Records from a dataset
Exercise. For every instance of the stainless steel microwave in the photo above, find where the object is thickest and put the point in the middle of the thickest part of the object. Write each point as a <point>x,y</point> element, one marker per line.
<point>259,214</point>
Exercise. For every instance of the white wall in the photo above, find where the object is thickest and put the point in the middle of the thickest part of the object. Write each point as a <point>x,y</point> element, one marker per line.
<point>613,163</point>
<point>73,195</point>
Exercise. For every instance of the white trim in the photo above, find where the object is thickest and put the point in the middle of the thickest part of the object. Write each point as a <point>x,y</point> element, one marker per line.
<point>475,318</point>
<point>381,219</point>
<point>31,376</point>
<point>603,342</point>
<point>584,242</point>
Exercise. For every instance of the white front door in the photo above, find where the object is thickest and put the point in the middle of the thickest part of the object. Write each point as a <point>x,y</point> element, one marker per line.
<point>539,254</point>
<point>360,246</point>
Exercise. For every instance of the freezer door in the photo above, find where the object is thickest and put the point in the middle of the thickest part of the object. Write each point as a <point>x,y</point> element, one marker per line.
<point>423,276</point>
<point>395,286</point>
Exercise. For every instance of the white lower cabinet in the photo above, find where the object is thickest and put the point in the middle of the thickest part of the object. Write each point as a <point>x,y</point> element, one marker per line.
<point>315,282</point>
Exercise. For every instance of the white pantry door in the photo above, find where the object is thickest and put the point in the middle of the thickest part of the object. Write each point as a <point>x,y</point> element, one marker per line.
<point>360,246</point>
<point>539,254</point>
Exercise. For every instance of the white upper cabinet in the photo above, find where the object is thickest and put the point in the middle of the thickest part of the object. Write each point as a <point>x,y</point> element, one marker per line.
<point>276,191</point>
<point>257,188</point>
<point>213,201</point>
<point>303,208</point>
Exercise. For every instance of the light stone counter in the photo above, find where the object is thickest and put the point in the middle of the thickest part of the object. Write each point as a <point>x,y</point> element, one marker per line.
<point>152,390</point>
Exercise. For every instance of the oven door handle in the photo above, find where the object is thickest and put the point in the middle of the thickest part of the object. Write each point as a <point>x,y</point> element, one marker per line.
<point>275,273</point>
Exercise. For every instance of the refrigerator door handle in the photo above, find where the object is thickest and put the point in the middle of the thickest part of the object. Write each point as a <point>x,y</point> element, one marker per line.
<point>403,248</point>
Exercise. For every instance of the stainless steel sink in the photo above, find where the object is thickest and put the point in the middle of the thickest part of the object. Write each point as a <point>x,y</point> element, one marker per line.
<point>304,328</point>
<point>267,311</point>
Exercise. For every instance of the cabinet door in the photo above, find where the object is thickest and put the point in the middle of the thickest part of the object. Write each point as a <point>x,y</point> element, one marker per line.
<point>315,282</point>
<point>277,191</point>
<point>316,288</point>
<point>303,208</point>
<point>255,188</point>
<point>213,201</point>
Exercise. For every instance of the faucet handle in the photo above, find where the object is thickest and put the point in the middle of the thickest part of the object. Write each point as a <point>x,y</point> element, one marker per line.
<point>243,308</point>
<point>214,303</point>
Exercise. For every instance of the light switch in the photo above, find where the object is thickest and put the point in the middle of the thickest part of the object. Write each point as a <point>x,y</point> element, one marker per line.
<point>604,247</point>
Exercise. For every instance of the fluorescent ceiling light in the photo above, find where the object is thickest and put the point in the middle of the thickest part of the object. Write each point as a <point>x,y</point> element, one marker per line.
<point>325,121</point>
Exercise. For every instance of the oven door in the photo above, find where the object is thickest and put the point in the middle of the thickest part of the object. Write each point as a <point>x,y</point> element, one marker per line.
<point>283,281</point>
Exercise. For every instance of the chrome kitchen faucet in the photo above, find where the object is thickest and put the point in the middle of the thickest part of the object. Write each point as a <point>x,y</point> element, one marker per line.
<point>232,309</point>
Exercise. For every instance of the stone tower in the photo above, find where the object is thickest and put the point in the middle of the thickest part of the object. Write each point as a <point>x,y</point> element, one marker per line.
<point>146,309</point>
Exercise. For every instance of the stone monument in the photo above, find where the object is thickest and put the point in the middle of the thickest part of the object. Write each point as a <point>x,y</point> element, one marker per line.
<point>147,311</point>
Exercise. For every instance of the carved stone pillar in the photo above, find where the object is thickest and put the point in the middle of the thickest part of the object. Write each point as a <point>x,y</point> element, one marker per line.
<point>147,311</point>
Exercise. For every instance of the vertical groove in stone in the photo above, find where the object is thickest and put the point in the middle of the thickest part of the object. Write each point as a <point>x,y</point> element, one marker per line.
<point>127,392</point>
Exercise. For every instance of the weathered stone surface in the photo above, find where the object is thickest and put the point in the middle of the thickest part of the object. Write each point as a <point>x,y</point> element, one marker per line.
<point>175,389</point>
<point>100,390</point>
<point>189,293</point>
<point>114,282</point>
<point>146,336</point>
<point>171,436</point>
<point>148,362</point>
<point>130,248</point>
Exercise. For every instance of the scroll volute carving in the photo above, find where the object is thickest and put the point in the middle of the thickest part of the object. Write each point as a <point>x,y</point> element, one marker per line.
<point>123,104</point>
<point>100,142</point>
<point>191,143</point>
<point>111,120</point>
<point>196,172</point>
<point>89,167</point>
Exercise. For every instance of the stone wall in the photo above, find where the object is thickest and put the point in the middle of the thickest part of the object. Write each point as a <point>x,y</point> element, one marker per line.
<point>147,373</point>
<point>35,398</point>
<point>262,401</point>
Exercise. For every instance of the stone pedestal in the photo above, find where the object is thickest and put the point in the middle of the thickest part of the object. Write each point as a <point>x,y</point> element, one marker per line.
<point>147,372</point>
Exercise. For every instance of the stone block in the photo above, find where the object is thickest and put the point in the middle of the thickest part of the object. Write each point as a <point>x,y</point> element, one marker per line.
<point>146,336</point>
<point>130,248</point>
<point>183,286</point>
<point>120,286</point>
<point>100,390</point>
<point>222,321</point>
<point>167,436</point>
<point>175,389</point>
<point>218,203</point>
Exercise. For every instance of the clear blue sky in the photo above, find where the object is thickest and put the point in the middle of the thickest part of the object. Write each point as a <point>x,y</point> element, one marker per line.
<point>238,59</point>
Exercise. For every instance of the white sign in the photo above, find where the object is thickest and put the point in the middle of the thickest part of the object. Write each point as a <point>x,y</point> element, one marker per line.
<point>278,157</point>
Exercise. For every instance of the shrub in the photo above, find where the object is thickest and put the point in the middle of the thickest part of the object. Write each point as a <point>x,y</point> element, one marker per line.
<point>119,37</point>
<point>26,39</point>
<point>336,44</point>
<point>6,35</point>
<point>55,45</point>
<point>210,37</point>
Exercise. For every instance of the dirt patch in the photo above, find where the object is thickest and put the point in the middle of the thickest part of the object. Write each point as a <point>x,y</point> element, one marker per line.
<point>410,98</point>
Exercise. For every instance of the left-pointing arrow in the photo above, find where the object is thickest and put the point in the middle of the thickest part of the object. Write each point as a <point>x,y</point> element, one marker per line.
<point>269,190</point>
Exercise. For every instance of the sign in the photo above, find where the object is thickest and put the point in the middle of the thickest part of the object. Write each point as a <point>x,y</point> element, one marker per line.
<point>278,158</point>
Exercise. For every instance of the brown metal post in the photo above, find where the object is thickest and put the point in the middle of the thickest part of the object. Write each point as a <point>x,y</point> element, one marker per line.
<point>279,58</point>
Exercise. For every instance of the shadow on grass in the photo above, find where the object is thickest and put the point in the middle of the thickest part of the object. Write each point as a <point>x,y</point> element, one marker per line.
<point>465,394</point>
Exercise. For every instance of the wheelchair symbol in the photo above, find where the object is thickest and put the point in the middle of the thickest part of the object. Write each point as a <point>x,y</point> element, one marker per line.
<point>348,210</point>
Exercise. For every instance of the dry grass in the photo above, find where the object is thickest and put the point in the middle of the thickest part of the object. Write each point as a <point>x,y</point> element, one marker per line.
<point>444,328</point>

» Activity
Word for word, retype all of the entries above.

» Exercise response
Exercise. For every instance of the stainless steel microwave in the photo above, find where the object is thickest and put the point in the middle of the thickest part of the object. Write each point as a <point>x,y</point> element, one marker per line.
<point>259,214</point>
Exercise. For every instance of the white wall in the photo above, find where the object is thickest and put the point in the middle of the thickest part of the object. Write each point as a <point>x,y</point> element, one marker per line.
<point>613,163</point>
<point>73,195</point>
Exercise. For every instance of the white trim in the photo above, find where the object is thickest and put the point in the middle of the thickest part of the object. Write each point as a <point>x,y</point> element, one marker per line.
<point>475,318</point>
<point>381,219</point>
<point>31,376</point>
<point>603,342</point>
<point>584,242</point>
Exercise. For every instance of the white front door in the photo above, find where the object is thickest and put the point in the middle of the thickest part of the object. Write each point as a <point>x,y</point> element, one marker per line.
<point>539,254</point>
<point>360,246</point>
Exercise. For every instance of the freezer door in the photo above, find where the object is thickest and put the point in the middle of the thickest part of the object. Write each point as a <point>x,y</point> element, one marker per line.
<point>423,276</point>
<point>395,286</point>
Exercise. For every instance of the white lower cabinet in the photo above, find where the object is thickest and put the point in the middle of the thickest part of the object. Write each point as a <point>x,y</point> element, one marker per line.
<point>315,282</point>
Exercise. For every instance of the white pantry door in the photo above, find where the object is thickest and put the point in the middle of the thickest part of the object. Write each point as a <point>x,y</point> element, one marker per line.
<point>360,246</point>
<point>539,254</point>
Exercise. For every instance of the white upper cabinet in the photo above, find where the object is thickest and put the point in the middle of the thickest part of the object. Write each point as a <point>x,y</point> element, one marker per line.
<point>276,191</point>
<point>257,188</point>
<point>213,201</point>
<point>303,208</point>
Exercise. For every instance of the light stone counter in the photo above, find where the object is thickest and put the point in the middle of the thickest part of the object. Write each point as a <point>x,y</point> element, one marker per line.
<point>152,390</point>
Exercise. For every instance of the oven door handle in the photo above, find where the object is thickest and put the point in the middle of the thickest part of the object. Write each point as a <point>x,y</point> element, one marker per line.
<point>275,273</point>
Exercise. For every instance of the refrigerator door handle in the photo above, find where the object is thickest and put the point in the middle of the thickest part of the object. Write each point as a <point>x,y</point> element, one marker per line.
<point>403,248</point>
Exercise. For every instance of the stainless steel sink in the photo above, find where the object is thickest and put the point in the middle of the thickest part of the object. Write each point as a <point>x,y</point> element, one marker per line.
<point>304,328</point>
<point>267,311</point>
Exercise. For every instance of the cabinet door in the photo above, find where the object is thickest and put the point in the middle of the thickest part of the object. Write each point as a <point>x,y</point> element, one marker per line.
<point>315,282</point>
<point>277,191</point>
<point>316,288</point>
<point>303,208</point>
<point>255,188</point>
<point>213,201</point>
Exercise. For every instance of the faucet handle in the photo above, find where the object is thickest and put the point in the middle of the thickest part of the object. Write each point as a <point>x,y</point> element, one marker per line.
<point>243,308</point>
<point>214,303</point>
Exercise. For every instance of the light switch in the photo above, find where the object is thickest and put the point in the middle of the thickest part of the object. Write each point as a <point>x,y</point> element, one marker per line.
<point>604,247</point>
Exercise. For every instance of the fluorescent ceiling light in the photo above, find where the object is thickest and put the point in the middle of the thickest part of the object. Write each point as a <point>x,y</point> element, one marker per line.
<point>325,121</point>
Exercise. For every instance of the oven door in the photo above, find where the object is thickest and put the point in the middle of the thickest part of the object. Write each point as a <point>x,y</point> element, one marker per line.
<point>283,281</point>
Exercise. For every instance of the chrome kitchen faucet in the photo above, find where the object is thickest and put the point in the middle of the thickest part of the object. Write each point as a <point>x,y</point> element, one marker per line.
<point>232,309</point>
Exercise. For every instance of the stone tower in the photo above, find where the object is thickest and put the point in the middle of the thickest part of the object. Write each point as a <point>x,y</point> element, one marker per line.
<point>146,309</point>
Exercise. For every instance of the stone monument in the photo above, find where the object is thickest and put the point in the middle of the thickest part of the object. Write each point as a <point>x,y</point> element, one marker per line.
<point>147,311</point>
Exercise. For every instance of the carved stone pillar in the photo above, find where the object is thickest and put the point in the middle of the thickest part of the object. Write each point as a <point>x,y</point> element, one marker per line.
<point>147,311</point>
Exercise. For every instance of the vertical groove in stone in the photo above, find where the object is thickest and put the point in the middle of the thickest part of the object. Write each point as a <point>x,y</point> element, one marker per line.
<point>127,392</point>
Exercise. For every instance of the weathered stone surface in the photo above, find where the object is thickest and put the point in the middle of the thickest part of the object. Write each point as a <point>x,y</point> element, one marker per line.
<point>175,389</point>
<point>100,390</point>
<point>189,293</point>
<point>114,282</point>
<point>146,336</point>
<point>171,436</point>
<point>148,362</point>
<point>130,248</point>
Exercise. For every instance of the scroll volute carving in the photo above, find where the object is thickest and put the point in the middle of the thickest part of the object. Write each point as a <point>x,y</point> element, one marker per line.
<point>123,104</point>
<point>100,142</point>
<point>191,143</point>
<point>111,120</point>
<point>196,172</point>
<point>89,167</point>
Exercise. For every instance of the stone wall in the photo above, find where the object is thickest and put the point in the middle of the thickest part of the object. Write each point as a <point>x,y</point> element, one marker per line.
<point>147,373</point>
<point>35,398</point>
<point>262,401</point>
Exercise. For every instance of the stone pedestal in the photo above, find where the object is thickest and put the point in the middle of the thickest part of the object. Write each point as a <point>x,y</point> element, one marker per line.
<point>147,372</point>
Exercise. For every instance of the stone block in the photo above, find where the object is thickest and put the point in the middle of the thickest part of the object. Write each point as a <point>x,y</point> element, one marker per line.
<point>146,336</point>
<point>130,248</point>
<point>183,286</point>
<point>120,286</point>
<point>100,390</point>
<point>222,321</point>
<point>167,436</point>
<point>175,389</point>
<point>218,203</point>
Exercise. For every instance of the clear blue sky in the photo above, find where the object is thickest and put the point in the middle of the thickest part of the object. Write each point as a <point>x,y</point> element, one marker per line.
<point>238,59</point>
Exercise. For every instance of the white sign in the photo above, find where the object is thickest and put the point in the middle of the thickest part of the object. Write each point as a <point>x,y</point> element, one marker per line.
<point>278,157</point>
Exercise. For every instance of the shrub in the photo above, find where the object is thickest and put the point in the middle of the thickest part of the object. Write each point as a <point>x,y</point> element, one marker per line.
<point>119,37</point>
<point>26,39</point>
<point>336,44</point>
<point>6,35</point>
<point>55,45</point>
<point>210,37</point>
Exercise. For every instance of the dirt patch in the photo above, find where the object is thickest and put the point in the middle of the thickest part of the object. Write each point as a <point>x,y</point> element, one marker per line.
<point>410,98</point>
Exercise. For every instance of the left-pointing arrow in the photo above, find where the object is thickest and put the point in the middle of the thickest part of the object. Write each point as a <point>x,y</point> element, one marker per line.
<point>269,190</point>
Exercise. For every instance of the sign in the photo above, find where the object is thickest and put the point in the middle of the thickest part of the object. Write each point as a <point>x,y</point> element, one marker per line.
<point>278,158</point>
Exercise. For every instance of the brown metal post in the photo above, find where the object is thickest and put the point in the middle of the thickest part of the object. Write each point as a <point>x,y</point> element, one marker per line.
<point>279,58</point>
Exercise. For every instance of the shadow on grass in the photo above, find where the object is thickest and put the point in the middle of the thickest part of the object. Write each point as a <point>x,y</point> element, one marker per line.
<point>465,394</point>
Exercise. For every instance of the wheelchair symbol in the photo above, find where the object is thickest and put the point in the middle of the thickest part of the object. Write each point as a <point>x,y</point> element, one marker per line.
<point>348,210</point>
Exercise. For every instance of the dry grass in the photo above, find where the object is thickest and put the point in the middle of the thickest part of the object. Write each point as a <point>x,y</point> element, one marker per line.
<point>444,328</point>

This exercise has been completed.